--- Raw records ---

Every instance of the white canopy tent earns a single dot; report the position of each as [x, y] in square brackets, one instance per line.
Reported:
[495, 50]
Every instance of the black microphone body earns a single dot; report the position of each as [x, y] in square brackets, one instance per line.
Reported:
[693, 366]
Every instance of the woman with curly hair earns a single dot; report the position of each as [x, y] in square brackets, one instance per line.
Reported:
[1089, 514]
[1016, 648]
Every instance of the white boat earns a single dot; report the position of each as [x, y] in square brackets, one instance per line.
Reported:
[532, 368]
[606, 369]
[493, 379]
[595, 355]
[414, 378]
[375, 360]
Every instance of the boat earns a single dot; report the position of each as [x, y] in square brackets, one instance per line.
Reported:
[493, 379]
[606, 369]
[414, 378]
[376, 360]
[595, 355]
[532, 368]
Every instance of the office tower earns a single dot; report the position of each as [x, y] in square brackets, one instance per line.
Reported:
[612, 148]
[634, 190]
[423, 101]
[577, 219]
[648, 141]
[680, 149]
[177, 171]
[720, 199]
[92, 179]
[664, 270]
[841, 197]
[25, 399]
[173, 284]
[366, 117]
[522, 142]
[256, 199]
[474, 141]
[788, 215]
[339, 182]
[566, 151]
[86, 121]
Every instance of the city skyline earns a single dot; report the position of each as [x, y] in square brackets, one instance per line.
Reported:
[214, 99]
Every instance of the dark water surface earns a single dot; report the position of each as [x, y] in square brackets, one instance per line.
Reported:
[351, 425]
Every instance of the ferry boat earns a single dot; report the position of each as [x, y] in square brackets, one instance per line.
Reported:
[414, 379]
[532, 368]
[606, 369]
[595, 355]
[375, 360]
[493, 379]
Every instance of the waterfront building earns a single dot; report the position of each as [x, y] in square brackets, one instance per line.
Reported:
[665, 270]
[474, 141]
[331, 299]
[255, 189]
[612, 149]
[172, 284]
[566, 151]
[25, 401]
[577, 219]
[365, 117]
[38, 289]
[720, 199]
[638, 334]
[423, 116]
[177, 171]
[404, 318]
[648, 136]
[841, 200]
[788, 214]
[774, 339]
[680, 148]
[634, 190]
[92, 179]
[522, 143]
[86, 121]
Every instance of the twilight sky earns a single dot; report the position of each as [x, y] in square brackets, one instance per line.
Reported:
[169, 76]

---

▶ [Directions] Return, without any change, the part of the listing that starts with the line containing "Every instance of the waterfront" and continues to the end of the listing, including both the first and last lines.

▶ [Output for this task]
Every instance of the waterfront building earns a single dot; report the position of each as [x, y] in square brackets, one instance per line.
Reported:
[665, 270]
[474, 141]
[331, 299]
[255, 189]
[612, 149]
[172, 284]
[566, 151]
[25, 401]
[577, 219]
[365, 117]
[38, 289]
[720, 199]
[638, 334]
[423, 116]
[177, 171]
[404, 318]
[648, 136]
[841, 200]
[788, 214]
[774, 339]
[680, 148]
[634, 190]
[92, 179]
[522, 143]
[86, 121]
Every instance of the twilight sky earns a single dot; report the position of each as [x, y] in square brackets, one instance per line.
Reported:
[169, 76]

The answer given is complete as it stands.